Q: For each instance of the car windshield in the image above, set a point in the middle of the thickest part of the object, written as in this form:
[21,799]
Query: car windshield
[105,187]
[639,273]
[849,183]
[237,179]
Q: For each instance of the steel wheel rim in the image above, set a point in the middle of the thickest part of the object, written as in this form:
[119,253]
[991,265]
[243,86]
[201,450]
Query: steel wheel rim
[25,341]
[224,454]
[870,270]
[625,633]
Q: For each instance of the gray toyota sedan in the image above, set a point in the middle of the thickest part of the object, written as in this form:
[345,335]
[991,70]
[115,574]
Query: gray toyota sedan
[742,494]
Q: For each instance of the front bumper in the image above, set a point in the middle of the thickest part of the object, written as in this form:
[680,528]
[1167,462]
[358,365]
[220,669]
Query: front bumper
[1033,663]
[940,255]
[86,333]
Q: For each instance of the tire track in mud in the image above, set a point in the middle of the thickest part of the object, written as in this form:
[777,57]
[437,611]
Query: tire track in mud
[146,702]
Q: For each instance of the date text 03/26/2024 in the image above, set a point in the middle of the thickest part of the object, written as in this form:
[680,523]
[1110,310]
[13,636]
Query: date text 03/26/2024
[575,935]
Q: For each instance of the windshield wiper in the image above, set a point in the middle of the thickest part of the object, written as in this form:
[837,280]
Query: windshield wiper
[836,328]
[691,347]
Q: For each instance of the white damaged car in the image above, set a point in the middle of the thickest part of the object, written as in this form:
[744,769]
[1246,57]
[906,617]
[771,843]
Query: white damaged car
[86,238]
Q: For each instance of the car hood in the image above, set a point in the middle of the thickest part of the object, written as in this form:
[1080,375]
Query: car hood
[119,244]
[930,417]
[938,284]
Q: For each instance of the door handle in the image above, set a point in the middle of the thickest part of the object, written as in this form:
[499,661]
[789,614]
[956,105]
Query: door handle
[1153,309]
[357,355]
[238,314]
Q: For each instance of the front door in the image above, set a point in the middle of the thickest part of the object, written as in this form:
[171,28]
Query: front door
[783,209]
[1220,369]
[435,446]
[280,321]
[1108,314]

**REQUIRED WORK**.
All of the entries above need to be set down again exactly.

**EXPECTED OUTPUT**.
Q: For each instance of the car windshield in the image above, set a point in the middle of the thickest part of the object, written as in this form:
[21,799]
Query: car windshield
[105,187]
[639,273]
[849,183]
[237,179]
Q: For each instance of the steel wheel rim in the image above, set a point in the middle of the thickest part of the object, written as in this form:
[119,253]
[991,265]
[243,86]
[201,450]
Query: steel wheel rim
[25,341]
[224,454]
[870,270]
[625,633]
Q: For each instance of the gray toyota sedan in the image above, set a point in the middle of the thickest part of the object, written as in this form:
[345,335]
[991,70]
[115,574]
Query: gray toyota sedan
[742,494]
Q: For each instance of the front bumper in the image above, set a point in the middle of the thickest part of the object, written as in this form:
[680,528]
[1167,462]
[358,365]
[220,669]
Query: front bumper
[1033,663]
[940,255]
[86,333]
Q: For each instance of the tire track in mud in the image above, set a point in the middle of the thickest part of the object, written as in this form:
[777,57]
[437,611]
Query: tire track in mud
[146,702]
Q: For each instance of the date text 03/26/2024 in the image above, set a point in the middle of the thickest part of the object, written as in this form:
[680,523]
[1110,310]
[13,636]
Query: date text 03/26/2024
[575,935]
Q: For each instance of the windshield wiper in the image above, set a point in the middle of the thickest part of the object, written as in this form:
[837,280]
Query: windshield wiper
[836,328]
[691,347]
Q: For each instance of the white damaged car in the image above, set a point in the middle of the thickest part of the object, written as in this form:
[744,769]
[1246,57]
[906,617]
[771,843]
Query: white damaged car
[86,238]
Q: For each instance of the car hood in the image above, set a point in the middle of the thickest part of the object, written as in this form:
[1080,375]
Query: car hood
[119,244]
[930,417]
[938,284]
Q: For each instance of the door handle in the image above, set a point in the middle of the thickest part of the object, written as in this form:
[499,661]
[789,614]
[956,105]
Query: door handle
[1153,309]
[357,355]
[238,314]
Q: For each instance of the front door in the image above, set a point in the middle of the thickest part of the object, written as in this form:
[171,28]
Query: front door
[783,209]
[1220,369]
[435,446]
[280,321]
[1108,314]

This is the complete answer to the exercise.